Fragmento de texto:
►

Dos líderes indígenas mexicanos cumplen siete años de
cárcel por un delito menor que oculta un conflicto por agua en el centro del
país
Comunidade de nahua de Atla |
La historia de José Ramón Aniceto Gómez, de 65 años, y Pascual Agustín
Cruz, de 49, líderes de la comunidad indígena nahua de Atla, en la sierra norte
del Estado de Puebla (centro de México), sería un episodio más del surrealismo
mexicano si no fuera un drama, otro más en la
larga historia de la indefensión y aislamiento de los pueblos originarios de
este país y de la facilidad del sistema judicial para fabricar
culpables.

◄

Filas de una colección
►

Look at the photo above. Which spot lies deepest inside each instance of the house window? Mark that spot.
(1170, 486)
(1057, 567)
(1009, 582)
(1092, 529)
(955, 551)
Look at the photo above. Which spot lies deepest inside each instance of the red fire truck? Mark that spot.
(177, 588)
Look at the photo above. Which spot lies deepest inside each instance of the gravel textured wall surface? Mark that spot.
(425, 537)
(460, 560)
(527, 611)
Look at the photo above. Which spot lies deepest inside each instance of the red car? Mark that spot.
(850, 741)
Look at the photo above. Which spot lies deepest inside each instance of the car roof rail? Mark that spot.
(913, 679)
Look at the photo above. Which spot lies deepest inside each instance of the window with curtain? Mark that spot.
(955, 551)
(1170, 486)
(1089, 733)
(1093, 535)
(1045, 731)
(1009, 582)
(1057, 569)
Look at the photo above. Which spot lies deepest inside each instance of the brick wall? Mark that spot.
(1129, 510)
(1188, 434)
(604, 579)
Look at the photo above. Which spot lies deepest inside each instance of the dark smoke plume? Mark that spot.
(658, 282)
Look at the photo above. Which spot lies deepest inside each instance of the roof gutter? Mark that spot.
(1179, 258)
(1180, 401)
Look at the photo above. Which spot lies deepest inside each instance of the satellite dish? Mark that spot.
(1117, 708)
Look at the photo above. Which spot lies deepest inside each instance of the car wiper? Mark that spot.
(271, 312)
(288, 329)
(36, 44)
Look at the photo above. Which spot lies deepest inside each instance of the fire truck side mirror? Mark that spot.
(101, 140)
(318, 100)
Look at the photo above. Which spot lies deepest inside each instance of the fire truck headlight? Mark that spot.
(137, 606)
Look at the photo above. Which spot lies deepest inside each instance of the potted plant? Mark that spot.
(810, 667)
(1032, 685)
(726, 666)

◄

Problema breve A:
Enumera los lugares que se nombran con nombre propio en el fragmento sobre los líderes nahuas encarcelados.
Problema breve B:
Reescribe como tabla Markdown, con las columnas n y Línea, las filas de la colección desde la que contiene "headlight? Mark that spot." hasta la última fila, ambas incluidas. Omite las líneas en blanco.

Respuesta completa A:
Atla, el Estado de Puebla y México.

Respuesta completa B:
| n | Línea |
|---|---|
| 1 | Look at the photo above. Which spot lies deepest inside each instance of the fire truck headlight? Mark that spot. |
| 2 | (137, 606) |
| 3 | Look at the photo above. Which spot lies deepest inside each instance of the potted plant? Mark that spot. |
| 4 | (810, 667) |
| 5 | (1032, 685) |
| 6 | (726, 666) |